Requirement: Line by line, copy all of the data exactly.
═════ Data for review
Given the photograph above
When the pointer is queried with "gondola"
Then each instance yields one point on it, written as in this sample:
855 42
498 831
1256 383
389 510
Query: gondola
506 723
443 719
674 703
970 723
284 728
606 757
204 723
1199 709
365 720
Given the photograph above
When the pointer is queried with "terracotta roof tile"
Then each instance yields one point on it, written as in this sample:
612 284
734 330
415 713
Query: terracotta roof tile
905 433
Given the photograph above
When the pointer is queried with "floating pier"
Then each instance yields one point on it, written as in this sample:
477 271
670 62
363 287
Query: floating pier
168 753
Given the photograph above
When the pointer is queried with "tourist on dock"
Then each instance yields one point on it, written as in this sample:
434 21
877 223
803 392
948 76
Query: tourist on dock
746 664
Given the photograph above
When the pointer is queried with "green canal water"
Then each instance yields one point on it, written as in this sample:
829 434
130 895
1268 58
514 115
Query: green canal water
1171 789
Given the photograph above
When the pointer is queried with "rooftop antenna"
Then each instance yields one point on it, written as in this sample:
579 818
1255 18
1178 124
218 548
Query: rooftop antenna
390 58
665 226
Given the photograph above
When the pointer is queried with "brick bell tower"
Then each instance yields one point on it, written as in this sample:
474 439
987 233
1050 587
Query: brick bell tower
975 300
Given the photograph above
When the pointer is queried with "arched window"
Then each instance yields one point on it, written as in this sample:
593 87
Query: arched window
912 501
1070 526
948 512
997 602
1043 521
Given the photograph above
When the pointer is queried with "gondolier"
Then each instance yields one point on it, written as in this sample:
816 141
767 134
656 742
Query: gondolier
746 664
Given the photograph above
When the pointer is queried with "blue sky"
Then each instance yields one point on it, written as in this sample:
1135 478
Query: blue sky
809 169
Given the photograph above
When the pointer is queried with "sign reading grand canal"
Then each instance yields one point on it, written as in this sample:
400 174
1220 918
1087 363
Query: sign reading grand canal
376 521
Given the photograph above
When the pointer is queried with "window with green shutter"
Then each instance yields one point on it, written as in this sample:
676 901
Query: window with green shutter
══════════
Task solution:
Given the photograph above
When the pointer is queried with "gondola"
Then each instance yields one point on it, written as in this sample:
855 42
498 831
1256 383
389 510
Query: gondola
506 723
443 719
674 703
970 723
284 728
606 757
204 723
1199 709
365 720
Given the photograph above
When the pointer is queried with "terracotta roof tile"
Then each instance yields one point on it, written as in this sample:
612 284
734 330
415 713
Query: terracotta roof tile
905 433
Given the photograph above
When the pointer is queried with "floating pier"
Then each instance yields one point on it, written as in this sample:
477 271
670 62
363 287
Query: floating pier
168 753
Given the photograph above
When the pointer is queried with "tourist on dock"
Then each instance yields one point on it, written as in this sample:
434 21
877 223
803 392
948 76
Query: tourist on dock
746 664
Given the photograph above
When the pointer is queried with "green canal water"
Then each instance yields one point on it, written as in this sample:
829 434
130 895
1268 58
514 115
Query: green canal water
1171 789
Given the photograph above
When the pointer is queried with "rooftop antenna"
Then each instance yields one point on it, written as in this sample:
579 818
1255 18
1178 124
218 548
Query: rooftop antenna
390 58
665 226
Given the photograph above
When the pointer is queried with "brick bell tower"
Then each instance yields one point on it, written as in this sample:
474 439
987 233
1050 587
Query: brick bell tower
975 300
Given the photograph above
When the pointer is queried with "arched window"
Then each instance yields one point on it, written as in this sample:
593 87
Query: arched window
912 501
1070 526
948 512
997 602
1043 521
Given the photograph above
When the pointer is queried with "gondolier"
Then each instance yields one point on it, written as in this sample:
816 141
767 134
656 742
Query: gondolier
746 664
Given the photograph above
When the pointer is queried with "blue sky"
Then each instance yields one point on it, written as in this sample:
1135 478
Query: blue sky
809 169
Given the photograph above
When the pointer is queried with "sign reading grand canal"
Then each instance yields one point on it, written as in this sample:
400 174
1220 918
1087 363
Query: sign reading grand canal
376 521
Given the photograph above
When the pointer is queried with "window with green shutter"
Then each instance yields one point on it, written as in this sample:
676 901
Query: window with green shutter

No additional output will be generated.